SELECTED EXCERPT:
__________________________________________________

If you have decided on adoption, here are a couple routes you could take to start placing your child.

Working with Agencies

Before you speak to any families, have a list ready of exactly what you want for your child. Order your list with your must-haves on top and the things you believe would be nice to have toward the bottom.

There isn’t a single family who’s going to be absolutely perfect, but there may be families who just seem right to you. One item to talk about is the level of openness the adoptive family wants. In open adoptions, birth families are still able to stay connected to their children, even though the child is being raised by an adoptive family.

Consider families who have already adopted if you’re looking for a really open adoption. This gives you the ability to see how they’ve upheld their agreements with the first child’s birth family. You may also be able to speak to their other child’s birth family.

Unless you know you’re going to want to see your child more than a couple times a year, consider families who live a little farther away from you.

Most of all, go with your gut, and follow the deepest connection you feel to a family. Your child is going to inherit many traits from you. Your feeling connected to a family increases the chances that your child will feel connectedness and belonging in that family too.

__________________________________________________

REQUIRED TASK 1: Write out the rows below word for word, leaving out the pictures.
The rows below come from a different source than the adoption text above.

__________________________________________________

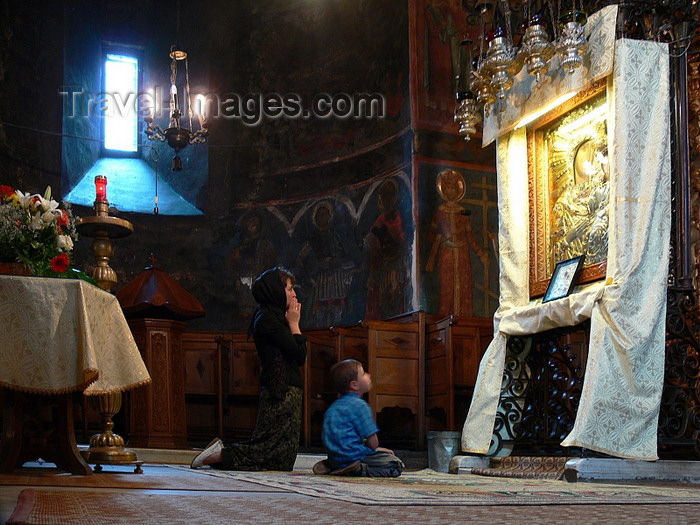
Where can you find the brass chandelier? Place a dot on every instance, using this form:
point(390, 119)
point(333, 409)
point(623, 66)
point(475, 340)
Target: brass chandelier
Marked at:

__________________________________________________

REQUIRED TASK 2:
Answer these questions from the adoption text:
(a) What should go at the top of your list before you speak to any families?
(b) In open adoptions, what are birth families still able to do?
(c) If a family has already adopted, whose birth family might you also be able to speak to?

WORKED SOLUTION 1:
Where can you find the brass chandelier? Place a dot on every instance, using this form:
point(390, 119)
point(333, 409)
point(623, 66)
point(475, 340)
Target: brass chandelier
Marked at:

WORKED SOLUTION 2:
(a) Your must-haves.
(b) Stay connected to their children.
(c) The birth family of their other child.